[WHAT THE TASK REQUIRES] Report each line of the entries that includes "woman" by copying it.

(Records from a data source)
--

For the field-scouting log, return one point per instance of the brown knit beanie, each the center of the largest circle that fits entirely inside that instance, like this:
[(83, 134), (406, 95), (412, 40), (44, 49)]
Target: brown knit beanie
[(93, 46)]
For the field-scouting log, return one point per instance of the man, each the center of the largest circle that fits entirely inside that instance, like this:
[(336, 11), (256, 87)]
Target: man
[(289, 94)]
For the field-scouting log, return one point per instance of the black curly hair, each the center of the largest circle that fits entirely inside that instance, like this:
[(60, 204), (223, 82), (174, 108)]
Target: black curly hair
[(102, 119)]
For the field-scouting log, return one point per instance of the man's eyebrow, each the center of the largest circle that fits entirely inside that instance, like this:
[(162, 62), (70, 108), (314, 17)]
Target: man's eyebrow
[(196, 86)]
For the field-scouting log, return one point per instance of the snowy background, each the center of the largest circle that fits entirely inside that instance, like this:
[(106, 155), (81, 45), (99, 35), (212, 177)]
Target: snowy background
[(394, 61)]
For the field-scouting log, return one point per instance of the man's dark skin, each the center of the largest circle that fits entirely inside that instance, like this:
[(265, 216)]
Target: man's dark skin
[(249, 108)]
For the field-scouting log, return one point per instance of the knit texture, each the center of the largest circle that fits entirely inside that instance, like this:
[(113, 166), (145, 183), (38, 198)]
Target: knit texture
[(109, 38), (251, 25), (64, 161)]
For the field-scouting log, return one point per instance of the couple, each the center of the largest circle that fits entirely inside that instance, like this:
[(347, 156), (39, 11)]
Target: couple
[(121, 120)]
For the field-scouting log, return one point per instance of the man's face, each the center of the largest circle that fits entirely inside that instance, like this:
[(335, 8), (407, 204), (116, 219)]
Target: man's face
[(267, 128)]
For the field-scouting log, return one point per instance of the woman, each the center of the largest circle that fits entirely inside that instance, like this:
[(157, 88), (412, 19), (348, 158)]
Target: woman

--

[TASK OUTPUT]
For the field-scouting log, return one point per instance of the woman, each the center of the largest circle that fits entirely inside that instance, like this:
Target: woman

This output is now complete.